Text block
The 4 most likely outcomes of Robert Mueller's investigation
Is the president cooked or off the hook?
Cold reality is setting in for the GOP: The only thing standing between a serious electoral setback and a truly historic shellacking in November might be Special Counsel Robert Mueller's sprawling investigation into Russia's interference in the 2016 elections.
It's easy to lose sight of this in the day-to-day Choose Your Own Misadventure cacophony of the Trump White House, but the Mueller investigation really is a guillotine blade set to decapitate the administration and congressional Republicans at any moment over the next six months. The White House knows it, which is probably why the president is yelling into the Twitter void about tariffs and trade wars as senior aides continue to disappear back into the private sector with the names of expensive lawyers stenciled on their palms. At this rate, the Trump administration is going to be like some sitcom that replaces every single cast member except the star and dares you not to notice.

Task description
Continue the article about the Mueller investigation's likely outcomes, picking up after its final sentence.

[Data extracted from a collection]
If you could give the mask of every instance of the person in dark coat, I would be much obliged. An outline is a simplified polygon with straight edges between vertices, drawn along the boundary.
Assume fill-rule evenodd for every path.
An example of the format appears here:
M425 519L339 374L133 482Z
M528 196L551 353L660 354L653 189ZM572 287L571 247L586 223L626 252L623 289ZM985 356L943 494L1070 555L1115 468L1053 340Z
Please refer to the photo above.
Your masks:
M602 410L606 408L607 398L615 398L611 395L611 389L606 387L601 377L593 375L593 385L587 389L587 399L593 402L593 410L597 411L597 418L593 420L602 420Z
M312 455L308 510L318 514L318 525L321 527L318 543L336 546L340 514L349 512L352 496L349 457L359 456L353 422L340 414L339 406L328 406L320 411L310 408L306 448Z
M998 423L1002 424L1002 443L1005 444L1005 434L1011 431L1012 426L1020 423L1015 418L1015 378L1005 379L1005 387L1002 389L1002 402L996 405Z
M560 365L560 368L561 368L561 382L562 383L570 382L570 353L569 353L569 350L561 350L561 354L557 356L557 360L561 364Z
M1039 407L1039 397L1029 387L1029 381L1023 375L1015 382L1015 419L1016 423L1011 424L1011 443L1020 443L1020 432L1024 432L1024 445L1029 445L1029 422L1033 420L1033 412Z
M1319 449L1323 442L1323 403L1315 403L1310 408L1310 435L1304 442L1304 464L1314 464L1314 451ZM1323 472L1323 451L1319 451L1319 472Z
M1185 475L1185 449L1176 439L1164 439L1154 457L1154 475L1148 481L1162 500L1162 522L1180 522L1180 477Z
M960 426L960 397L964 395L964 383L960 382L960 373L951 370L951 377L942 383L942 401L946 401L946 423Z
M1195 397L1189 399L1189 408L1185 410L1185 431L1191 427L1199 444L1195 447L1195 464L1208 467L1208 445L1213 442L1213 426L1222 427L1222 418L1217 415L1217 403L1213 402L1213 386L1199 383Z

Task answer
How worried should congressional Republicans be about the Russia probe? The gamut pretty much runs from the total exoneration of the president, his aides, and his presidential campaign, all the way up to crimes so malignant and undeniable that they lead to impeachment even while Republicans control Congress.
Here are four possible ways the investigation could end, and what they mean for the shape of our politics.
1. The perfect storm
While we are unlikely to ever be treated to tapes of President Trump gallivanting with prostitutes in Moscow or fielding furtive calls from Vladimir Putin from a campaign stop in Michigan, that doesn't mean Mueller doesn't have evidence of deliberate cooperation between the Trump campaign and Russian agents. It is already clear that campaign aide George Papadopolous had advance knowledge of Russian hacking operations into the DNC and John Podesta, and it is unlikely that he did not share that information with other members of the campaign team, including Donald Trump Jr., Jared Kushner, and digital director Brad Parscale. The extent of the campaign's deliberate collusion with Russian crimes may be even more sweeping than we currently imagine.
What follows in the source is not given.